§ Passage given:
begin

The keywords I had chosen occurred in the biography “Lincoln” by David Herbert Donald. But the book was not providing a useful context snippet to Amazon. So I went down to the library, and got the book out. I looked up “emancipation” in the index — far too many pages listed. Looked up cow, and of course found nothing. Ugh.

My lunch break was slipping away. In a moment of insight, I went to the terminal in the library and pulled up Amazon.com. I did “search inside the book” again. While the snippet didn’t appear, it gave me the page number: page 396. I turned to the page — Aha! There was the source of the Hesse version. It talked of a long-winded anecdote about a Western case involving a cow.

Which raises the question: why do the defenders of “truth” want to make it so hard to verify their sources?

(The answer, in case you haven’t guessed yet, is they aren’t defenders of truth. They are defenders of authority. And from Ancient Egypt on, authority was maintained by having exclusive access to information… )

I won’t belabor this much longer. The source of the quote in the Lincoln biography is an obscure quarterly from 1950, the nearest available copy of which is in Worcester, about an hour and a half away. I thought of getting the article through Interlibrary Loan, but realized from the title “A Conference with Abraham Lincoln: From the Diary of Nathan Brown” that even if I got the journal, the article relied on a diary that would not be accessible to me.

So the Hesse version appears based on a single, non-primary source which references a journal article the author didn’t read, and the journal article references a diary that neither the author of the WaPo article or the author of the biography has ever seen.

It’s a big circle of trust, none of it linkable. And yet the web people, who are insisting on verifiable, linked sources are somehow the intellectually sloppy ones.

end

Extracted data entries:
begin

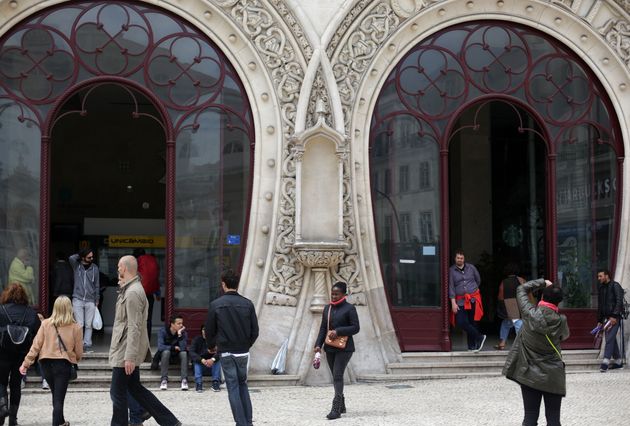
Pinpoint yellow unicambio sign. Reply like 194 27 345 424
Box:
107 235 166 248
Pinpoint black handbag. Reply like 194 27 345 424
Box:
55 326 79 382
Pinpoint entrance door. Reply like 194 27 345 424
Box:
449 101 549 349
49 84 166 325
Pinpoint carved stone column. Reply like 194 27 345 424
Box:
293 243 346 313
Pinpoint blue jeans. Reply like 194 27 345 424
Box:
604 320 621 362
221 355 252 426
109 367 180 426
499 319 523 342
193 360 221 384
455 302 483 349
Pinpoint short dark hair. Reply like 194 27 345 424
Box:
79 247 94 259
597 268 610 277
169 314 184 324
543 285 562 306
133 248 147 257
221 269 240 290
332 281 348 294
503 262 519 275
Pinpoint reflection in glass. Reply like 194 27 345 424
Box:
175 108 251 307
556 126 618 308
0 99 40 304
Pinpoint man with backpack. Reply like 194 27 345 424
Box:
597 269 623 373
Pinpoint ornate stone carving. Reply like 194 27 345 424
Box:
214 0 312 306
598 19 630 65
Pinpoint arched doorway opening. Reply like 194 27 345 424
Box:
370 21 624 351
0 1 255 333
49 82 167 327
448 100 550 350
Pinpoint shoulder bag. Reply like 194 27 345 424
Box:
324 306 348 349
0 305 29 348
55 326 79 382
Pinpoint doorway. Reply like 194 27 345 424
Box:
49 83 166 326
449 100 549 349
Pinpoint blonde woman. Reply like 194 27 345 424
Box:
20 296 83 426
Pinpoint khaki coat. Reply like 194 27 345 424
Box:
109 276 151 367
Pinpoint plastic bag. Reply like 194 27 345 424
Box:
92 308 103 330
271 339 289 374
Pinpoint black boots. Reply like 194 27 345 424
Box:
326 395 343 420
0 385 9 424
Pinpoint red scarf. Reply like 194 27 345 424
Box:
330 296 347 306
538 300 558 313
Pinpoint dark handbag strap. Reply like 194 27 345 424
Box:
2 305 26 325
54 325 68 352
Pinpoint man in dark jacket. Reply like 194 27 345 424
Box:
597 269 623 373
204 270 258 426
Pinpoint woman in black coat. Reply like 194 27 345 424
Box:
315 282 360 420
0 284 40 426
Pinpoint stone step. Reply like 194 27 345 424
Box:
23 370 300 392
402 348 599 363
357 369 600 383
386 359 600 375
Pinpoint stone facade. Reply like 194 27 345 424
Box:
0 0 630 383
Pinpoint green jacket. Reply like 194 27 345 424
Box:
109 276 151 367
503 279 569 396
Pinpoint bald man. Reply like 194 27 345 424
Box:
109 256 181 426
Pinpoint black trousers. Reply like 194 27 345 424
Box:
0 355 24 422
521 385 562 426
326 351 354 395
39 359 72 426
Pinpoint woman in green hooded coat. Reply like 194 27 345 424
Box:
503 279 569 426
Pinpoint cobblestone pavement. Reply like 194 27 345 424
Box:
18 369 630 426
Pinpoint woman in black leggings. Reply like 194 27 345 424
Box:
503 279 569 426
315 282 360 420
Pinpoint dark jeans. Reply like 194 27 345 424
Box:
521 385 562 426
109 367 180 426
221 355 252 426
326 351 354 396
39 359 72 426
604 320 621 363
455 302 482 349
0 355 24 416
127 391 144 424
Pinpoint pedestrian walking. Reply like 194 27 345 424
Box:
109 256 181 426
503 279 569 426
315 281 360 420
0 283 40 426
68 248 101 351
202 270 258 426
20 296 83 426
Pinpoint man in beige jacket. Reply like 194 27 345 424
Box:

end
begin

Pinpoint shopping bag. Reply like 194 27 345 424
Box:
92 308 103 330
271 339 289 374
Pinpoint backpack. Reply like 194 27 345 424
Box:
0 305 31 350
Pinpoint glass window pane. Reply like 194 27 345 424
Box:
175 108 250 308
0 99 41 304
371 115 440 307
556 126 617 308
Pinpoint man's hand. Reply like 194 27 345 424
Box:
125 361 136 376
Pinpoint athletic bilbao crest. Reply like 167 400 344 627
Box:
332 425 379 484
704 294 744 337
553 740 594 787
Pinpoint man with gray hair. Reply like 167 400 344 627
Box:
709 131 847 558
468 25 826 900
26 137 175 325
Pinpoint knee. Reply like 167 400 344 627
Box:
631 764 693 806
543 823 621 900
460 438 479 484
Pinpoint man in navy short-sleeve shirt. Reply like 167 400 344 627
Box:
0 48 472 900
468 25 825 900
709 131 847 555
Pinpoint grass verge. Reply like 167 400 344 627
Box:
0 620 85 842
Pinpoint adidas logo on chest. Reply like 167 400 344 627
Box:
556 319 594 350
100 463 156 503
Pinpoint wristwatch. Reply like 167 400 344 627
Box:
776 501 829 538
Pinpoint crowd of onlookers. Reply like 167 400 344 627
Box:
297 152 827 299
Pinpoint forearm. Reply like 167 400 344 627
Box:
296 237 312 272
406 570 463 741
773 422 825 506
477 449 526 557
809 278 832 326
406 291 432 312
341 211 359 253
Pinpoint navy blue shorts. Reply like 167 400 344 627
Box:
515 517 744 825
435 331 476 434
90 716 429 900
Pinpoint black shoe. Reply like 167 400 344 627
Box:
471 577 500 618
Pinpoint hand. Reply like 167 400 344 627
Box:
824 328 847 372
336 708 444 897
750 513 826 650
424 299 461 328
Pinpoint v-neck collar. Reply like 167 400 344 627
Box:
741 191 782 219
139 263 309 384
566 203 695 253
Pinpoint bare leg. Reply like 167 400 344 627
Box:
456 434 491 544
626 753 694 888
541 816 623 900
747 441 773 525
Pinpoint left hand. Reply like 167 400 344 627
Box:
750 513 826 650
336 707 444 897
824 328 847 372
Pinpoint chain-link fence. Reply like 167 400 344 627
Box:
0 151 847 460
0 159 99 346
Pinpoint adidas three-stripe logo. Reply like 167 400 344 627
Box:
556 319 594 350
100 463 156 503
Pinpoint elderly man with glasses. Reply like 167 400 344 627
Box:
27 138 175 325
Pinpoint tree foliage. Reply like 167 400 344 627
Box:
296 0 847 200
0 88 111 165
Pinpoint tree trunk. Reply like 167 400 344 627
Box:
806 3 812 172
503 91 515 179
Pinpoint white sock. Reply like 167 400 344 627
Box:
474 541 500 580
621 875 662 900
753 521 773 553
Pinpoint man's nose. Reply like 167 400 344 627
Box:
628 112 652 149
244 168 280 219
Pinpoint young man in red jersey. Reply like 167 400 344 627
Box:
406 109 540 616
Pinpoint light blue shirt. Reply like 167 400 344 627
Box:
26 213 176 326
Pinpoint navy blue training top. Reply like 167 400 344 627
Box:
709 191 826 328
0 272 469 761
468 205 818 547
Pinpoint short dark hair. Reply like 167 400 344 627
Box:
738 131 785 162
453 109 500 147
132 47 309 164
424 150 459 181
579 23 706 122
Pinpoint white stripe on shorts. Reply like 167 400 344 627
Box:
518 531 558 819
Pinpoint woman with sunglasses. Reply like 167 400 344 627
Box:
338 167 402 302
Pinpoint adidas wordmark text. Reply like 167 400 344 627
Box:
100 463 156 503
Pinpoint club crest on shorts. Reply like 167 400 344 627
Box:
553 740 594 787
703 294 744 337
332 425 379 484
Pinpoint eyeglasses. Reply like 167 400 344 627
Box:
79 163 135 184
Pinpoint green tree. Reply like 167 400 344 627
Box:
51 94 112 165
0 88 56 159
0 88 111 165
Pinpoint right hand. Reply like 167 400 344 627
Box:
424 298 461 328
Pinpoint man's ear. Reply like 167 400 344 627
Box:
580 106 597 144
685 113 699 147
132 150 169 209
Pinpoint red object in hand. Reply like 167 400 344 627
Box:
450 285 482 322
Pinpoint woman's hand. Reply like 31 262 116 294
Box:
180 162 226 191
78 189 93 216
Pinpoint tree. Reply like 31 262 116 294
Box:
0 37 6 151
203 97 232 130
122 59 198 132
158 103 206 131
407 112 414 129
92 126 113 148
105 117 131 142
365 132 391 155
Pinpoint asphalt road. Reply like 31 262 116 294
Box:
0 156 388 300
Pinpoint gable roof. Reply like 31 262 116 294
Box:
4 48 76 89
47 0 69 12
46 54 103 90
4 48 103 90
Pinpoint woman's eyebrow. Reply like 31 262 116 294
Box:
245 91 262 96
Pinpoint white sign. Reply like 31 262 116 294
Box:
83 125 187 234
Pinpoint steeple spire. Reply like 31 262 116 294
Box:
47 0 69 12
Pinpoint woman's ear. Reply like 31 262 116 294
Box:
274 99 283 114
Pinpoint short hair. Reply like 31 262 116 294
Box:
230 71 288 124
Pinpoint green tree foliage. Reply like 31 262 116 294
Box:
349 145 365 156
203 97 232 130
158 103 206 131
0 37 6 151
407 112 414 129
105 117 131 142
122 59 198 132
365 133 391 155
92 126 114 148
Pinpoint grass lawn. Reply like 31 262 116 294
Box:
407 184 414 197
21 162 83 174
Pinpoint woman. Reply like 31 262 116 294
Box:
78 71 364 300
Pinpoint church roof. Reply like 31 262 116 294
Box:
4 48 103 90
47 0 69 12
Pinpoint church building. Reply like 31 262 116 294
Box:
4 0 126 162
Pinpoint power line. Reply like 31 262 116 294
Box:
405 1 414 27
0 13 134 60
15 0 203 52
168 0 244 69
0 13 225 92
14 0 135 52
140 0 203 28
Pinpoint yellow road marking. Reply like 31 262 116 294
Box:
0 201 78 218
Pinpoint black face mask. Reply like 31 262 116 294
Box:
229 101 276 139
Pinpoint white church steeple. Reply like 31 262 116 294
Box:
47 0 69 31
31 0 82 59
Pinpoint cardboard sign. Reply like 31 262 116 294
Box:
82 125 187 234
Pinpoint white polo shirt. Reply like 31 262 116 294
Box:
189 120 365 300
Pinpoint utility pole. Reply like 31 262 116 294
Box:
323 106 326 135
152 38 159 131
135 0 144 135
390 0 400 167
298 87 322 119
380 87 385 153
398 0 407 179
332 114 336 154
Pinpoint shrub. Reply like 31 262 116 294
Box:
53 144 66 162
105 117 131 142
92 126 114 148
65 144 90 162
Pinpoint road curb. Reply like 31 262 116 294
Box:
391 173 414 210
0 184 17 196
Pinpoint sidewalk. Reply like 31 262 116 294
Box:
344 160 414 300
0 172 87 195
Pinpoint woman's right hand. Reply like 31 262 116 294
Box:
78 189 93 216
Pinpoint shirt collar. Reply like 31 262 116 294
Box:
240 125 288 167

end
begin

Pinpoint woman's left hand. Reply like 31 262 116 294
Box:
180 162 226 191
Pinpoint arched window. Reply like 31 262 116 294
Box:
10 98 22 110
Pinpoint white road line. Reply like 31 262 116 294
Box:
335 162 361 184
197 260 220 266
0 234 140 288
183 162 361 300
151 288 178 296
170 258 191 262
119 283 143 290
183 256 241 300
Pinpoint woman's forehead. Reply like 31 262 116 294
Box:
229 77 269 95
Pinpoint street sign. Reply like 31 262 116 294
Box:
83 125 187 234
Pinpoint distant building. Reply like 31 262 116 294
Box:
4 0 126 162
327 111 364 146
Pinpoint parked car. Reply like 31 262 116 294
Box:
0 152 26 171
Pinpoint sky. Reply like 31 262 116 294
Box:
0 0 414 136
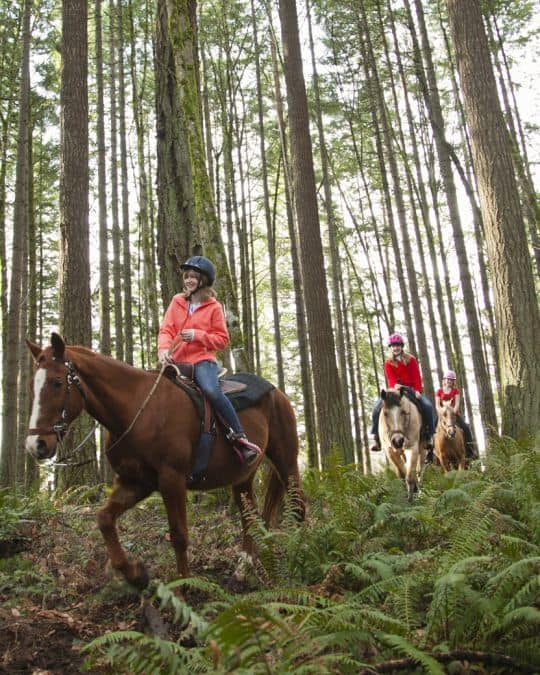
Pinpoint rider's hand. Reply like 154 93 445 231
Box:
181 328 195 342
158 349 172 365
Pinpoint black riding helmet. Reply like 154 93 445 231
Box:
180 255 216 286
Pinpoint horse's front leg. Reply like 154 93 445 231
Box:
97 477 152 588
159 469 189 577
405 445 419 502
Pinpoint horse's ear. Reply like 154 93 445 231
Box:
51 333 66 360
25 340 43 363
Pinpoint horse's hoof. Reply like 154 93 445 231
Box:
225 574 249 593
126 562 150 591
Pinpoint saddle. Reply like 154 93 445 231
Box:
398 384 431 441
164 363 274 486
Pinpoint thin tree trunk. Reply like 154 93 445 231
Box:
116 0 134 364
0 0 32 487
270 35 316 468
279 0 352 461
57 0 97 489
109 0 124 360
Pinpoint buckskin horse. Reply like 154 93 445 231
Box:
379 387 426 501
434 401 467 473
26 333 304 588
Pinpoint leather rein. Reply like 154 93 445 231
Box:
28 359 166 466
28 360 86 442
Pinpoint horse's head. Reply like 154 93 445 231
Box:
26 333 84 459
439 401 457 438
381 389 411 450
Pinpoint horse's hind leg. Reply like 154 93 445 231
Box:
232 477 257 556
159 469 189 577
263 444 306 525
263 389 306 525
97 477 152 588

end

§ Direction 1:
List the sources in the chain behind the Hesse version that the Lincoln quote essay names.
§ Direction 2:
In the Lincoln quote essay, what page number did the "search inside the book" lookup give?
§ Direction 3:
Please carry on the Lincoln quote essay from its final sentence.

§ Exercise answer 1:
- The biography "Lincoln" by David Herbert Donald
- The 1950 quarterly journal article "A Conference with Abraham Lincoln: From the Diary of Nathan Brown"
- The diary of Nathan Brown

§ Exercise answer 2:
Page 396.

§ Exercise answer 3:
A final check

Still, given my source was from 1912, and the unverifiable source was likely contemporary, I could only prove that the quote being bemoaned as a prodct of “wikiality” had a good history, and was more verifiable. I couldn’t prove that it was more likely. So I called in a favor. I used to be a programmer for the amazing Readex “Early American Newspapers” project, the project to create a searchable full text database of this nation’s periodicals from pre-revolutionary times until 1876. So I emailed a person I know that still programs there. I asked them if they could punch in “Lincoln” and “calling a tail a leg” into the product and send me back the first results.

Sixty seconds later I had my answer — Web: 1, Books: 0.

What Lincoln said to the party visiting him — well, it was reported in the Chicago Tribune at the time.

And it’s not a “long-winded anecdote about a cow”, but rather, it’s much closer to that quote that appears in all those crazy wikis.

Headline: Lincoln’s Own Construction of His Proclamation;
Article Type:News/Opinion
Paper: Macon Telegraph, published as Macon Daily Telegraph;
Date: 10-23-1862; Issue: 841; Page: [3];

LINCOLN’S OWN CONSTRUCTION OF HIS PROCLAMATION — A little while anterior to Lincoln’s interview with the clerical committee (says the Chicago Tribune) a couple of other abolition fanatics found their way to the President and pressed upon him the emancipation scheme, and this was his reply: You remember the slave who asked his master — if I should call a sheep’s tail a leg, how many legs would it have? ’Five’ ’No, only four, for my calling a tail a leg would not make it so.”

(Incidentally, the Readex Collection of Early American Newspapers is the most exciting thing going on in historical databases today — if your institution doesn’t have a license to it, you’re not serious about American History. Go check it out…)

I realize this is a Macon paper (hardly an uninterested party) quoting the Chicago Tribune (as was the custom in early papers). But there are plenty of other hits from other papers in the list as well — I’m staying on the clear side of fair use here, but they are there to be discovered by any user of Readex.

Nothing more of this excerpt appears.